AIM OF THE EXERCISE
Render every entry exactly as it appears.

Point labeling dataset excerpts
#####
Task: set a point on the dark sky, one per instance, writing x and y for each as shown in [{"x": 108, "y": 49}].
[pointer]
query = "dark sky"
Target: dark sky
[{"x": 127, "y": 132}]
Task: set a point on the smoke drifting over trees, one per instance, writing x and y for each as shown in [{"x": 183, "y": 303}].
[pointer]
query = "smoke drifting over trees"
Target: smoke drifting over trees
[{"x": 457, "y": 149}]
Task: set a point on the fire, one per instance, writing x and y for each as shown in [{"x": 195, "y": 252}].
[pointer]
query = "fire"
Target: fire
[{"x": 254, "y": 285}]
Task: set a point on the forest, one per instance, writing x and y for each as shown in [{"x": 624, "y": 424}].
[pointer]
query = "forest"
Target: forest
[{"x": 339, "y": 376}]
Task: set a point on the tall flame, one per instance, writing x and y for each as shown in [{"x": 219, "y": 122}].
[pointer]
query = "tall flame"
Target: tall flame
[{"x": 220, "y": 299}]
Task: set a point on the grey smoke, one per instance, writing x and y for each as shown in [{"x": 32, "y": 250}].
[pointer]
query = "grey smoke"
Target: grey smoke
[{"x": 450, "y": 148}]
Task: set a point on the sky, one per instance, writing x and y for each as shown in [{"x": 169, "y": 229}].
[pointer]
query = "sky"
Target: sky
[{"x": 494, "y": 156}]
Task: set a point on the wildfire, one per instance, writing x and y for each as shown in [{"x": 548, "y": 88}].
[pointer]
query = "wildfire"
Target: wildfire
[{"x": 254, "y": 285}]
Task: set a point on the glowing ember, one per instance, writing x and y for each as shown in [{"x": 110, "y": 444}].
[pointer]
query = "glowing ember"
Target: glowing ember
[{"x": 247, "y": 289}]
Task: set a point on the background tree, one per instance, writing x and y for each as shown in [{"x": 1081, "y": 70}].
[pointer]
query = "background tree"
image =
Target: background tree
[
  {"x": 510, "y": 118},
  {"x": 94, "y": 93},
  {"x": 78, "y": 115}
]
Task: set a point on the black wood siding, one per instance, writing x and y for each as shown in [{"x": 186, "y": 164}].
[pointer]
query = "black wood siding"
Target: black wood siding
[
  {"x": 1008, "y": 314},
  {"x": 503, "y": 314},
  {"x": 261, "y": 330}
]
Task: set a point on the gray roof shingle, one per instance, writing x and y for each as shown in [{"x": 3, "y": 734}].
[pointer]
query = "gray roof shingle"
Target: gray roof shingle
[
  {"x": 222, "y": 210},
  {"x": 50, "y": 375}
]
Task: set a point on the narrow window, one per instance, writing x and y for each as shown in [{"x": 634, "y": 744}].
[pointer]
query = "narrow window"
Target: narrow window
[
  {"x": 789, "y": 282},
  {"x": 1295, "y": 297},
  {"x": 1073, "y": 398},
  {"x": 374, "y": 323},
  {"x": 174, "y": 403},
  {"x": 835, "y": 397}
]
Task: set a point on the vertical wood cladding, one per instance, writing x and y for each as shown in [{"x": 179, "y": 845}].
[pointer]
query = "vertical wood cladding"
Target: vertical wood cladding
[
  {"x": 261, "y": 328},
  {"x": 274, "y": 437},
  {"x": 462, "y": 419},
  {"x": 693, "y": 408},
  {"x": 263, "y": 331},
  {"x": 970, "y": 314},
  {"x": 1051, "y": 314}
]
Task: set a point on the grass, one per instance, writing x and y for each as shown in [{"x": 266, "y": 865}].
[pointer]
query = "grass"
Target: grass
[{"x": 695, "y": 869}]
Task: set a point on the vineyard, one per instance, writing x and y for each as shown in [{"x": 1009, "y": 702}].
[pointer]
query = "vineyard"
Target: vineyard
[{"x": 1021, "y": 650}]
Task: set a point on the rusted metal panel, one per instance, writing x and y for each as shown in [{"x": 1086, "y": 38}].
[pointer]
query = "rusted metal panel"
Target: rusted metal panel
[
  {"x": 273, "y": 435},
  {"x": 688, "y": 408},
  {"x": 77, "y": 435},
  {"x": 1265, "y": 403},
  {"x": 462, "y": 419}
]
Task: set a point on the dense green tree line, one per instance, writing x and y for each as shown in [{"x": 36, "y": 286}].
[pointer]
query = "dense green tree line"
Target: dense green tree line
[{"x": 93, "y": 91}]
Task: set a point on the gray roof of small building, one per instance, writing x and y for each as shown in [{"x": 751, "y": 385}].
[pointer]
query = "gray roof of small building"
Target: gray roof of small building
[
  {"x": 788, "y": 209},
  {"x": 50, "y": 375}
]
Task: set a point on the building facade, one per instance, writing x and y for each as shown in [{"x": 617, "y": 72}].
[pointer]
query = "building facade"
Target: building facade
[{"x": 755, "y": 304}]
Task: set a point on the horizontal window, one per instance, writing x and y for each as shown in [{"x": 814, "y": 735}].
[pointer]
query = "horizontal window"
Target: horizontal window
#####
SOLUTION TO THE PROBLEM
Task: set a point on the dark sky, one per instance, writing x and y for each as shown in [{"x": 108, "y": 49}].
[pointer]
query = "dark sky"
Target: dark sky
[{"x": 127, "y": 132}]
Task: set a point on the smoke drifting over trees, one per instance, writing x and y for each as shown in [{"x": 183, "y": 303}].
[pointer]
query = "smoke drifting over trees"
Target: smoke drifting over trees
[{"x": 457, "y": 149}]
Task: set a point on the fire, one per instance, writing x and y for each as shown in [{"x": 195, "y": 252}].
[pointer]
query = "fire"
Target: fire
[{"x": 254, "y": 285}]
Task: set a point on the forest, one per instance, writing x and y for each as shown in [{"x": 624, "y": 424}].
[pointer]
query = "forest"
Target: forest
[{"x": 339, "y": 376}]
Task: set a point on the tall flame, one per instance, writing x and y for each as shown in [{"x": 219, "y": 122}].
[pointer]
query = "tall flame"
Target: tall flame
[{"x": 220, "y": 299}]
Task: set a point on the grey smoke, one per instance, writing x and y for each as shown in [{"x": 32, "y": 250}].
[pointer]
query = "grey smoke"
Target: grey smoke
[{"x": 450, "y": 148}]
Task: set a point on the sky, one per instance, writing x and y for each as shown in [{"x": 169, "y": 229}].
[pointer]
query = "sky"
Target: sky
[{"x": 494, "y": 156}]
Task: set a point on the wildfire, one per instance, writing x and y for each as shown in [{"x": 548, "y": 88}].
[pointer]
query = "wildfire"
Target: wildfire
[{"x": 254, "y": 285}]
Task: set a point on the glowing ember, one per instance, writing x and y for each as shown in [{"x": 110, "y": 444}].
[pointer]
query = "glowing ember"
Target: glowing ember
[{"x": 247, "y": 289}]
Task: set a point on the background tree, one per instance, writing x and y for each as shown in [{"x": 1081, "y": 70}].
[pointer]
query = "background tree"
image =
Target: background tree
[
  {"x": 510, "y": 118},
  {"x": 94, "y": 93},
  {"x": 78, "y": 115}
]
Task: set a point on the black wood siding, one per instance, writing x and y for each as shown in [{"x": 186, "y": 164}].
[pointer]
query = "black wood siding"
Target: black wood siding
[
  {"x": 1008, "y": 314},
  {"x": 503, "y": 314},
  {"x": 261, "y": 330}
]
Task: set a point on the gray roof shingle, one per instance, writing x and y for each as shown in [{"x": 3, "y": 734}].
[pointer]
query = "gray roof shingle"
Target: gray roof shingle
[
  {"x": 222, "y": 210},
  {"x": 50, "y": 375}
]
Task: set a point on the narrow window, one per instance, writing x and y for each as shown in [{"x": 634, "y": 744}].
[pointer]
query = "narrow window"
Target: narrow window
[
  {"x": 789, "y": 282},
  {"x": 1295, "y": 297},
  {"x": 1073, "y": 398},
  {"x": 374, "y": 323},
  {"x": 174, "y": 403},
  {"x": 835, "y": 397}
]
Task: set a point on the vertical wood cladding, one per instance, writing x and y for each as shown in [{"x": 179, "y": 845}].
[pointer]
query = "vertical wood cladding"
Target: vertical wood cladding
[
  {"x": 261, "y": 328},
  {"x": 274, "y": 437},
  {"x": 462, "y": 419},
  {"x": 693, "y": 408},
  {"x": 263, "y": 331},
  {"x": 970, "y": 314},
  {"x": 1051, "y": 314}
]
Task: set a point on the grass, one per instance, writing x and y for each as shown in [{"x": 266, "y": 865}].
[pointer]
query = "grass"
Target: grass
[{"x": 695, "y": 869}]
Task: set a point on the vineyard, one per instance, writing x and y for each as shown in [{"x": 1009, "y": 702}].
[pointer]
query = "vineyard"
Target: vineyard
[{"x": 1021, "y": 650}]
Task: set a point on the rusted metal panel, one per instance, writing x and y for each as shown in [{"x": 1086, "y": 38}].
[pointer]
query = "rusted metal panel"
Target: rusted metal panel
[
  {"x": 273, "y": 435},
  {"x": 688, "y": 408},
  {"x": 77, "y": 435},
  {"x": 1265, "y": 403},
  {"x": 462, "y": 419}
]
Task: set a point on the dense green tree line, one per instance, writing x and y for each as shown in [{"x": 36, "y": 286}].
[pointer]
query = "dense green tree line"
Target: dense green tree line
[{"x": 93, "y": 91}]
Task: set a point on the gray roof of small building, one per instance, writing x and y for each as shown in [{"x": 751, "y": 385}].
[pointer]
query = "gray roof of small building"
Target: gray roof of small building
[
  {"x": 788, "y": 209},
  {"x": 50, "y": 375}
]
Task: set a point on the building facade, one per instance, writing x and y for each as shown in [{"x": 617, "y": 72}].
[pointer]
query = "building facade"
Target: building facade
[{"x": 755, "y": 304}]
Task: set a point on the horizontal window, one per instance, writing x and y for each as shown in [{"x": 814, "y": 735}].
[pointer]
query = "horizontal window"
Target: horizontal window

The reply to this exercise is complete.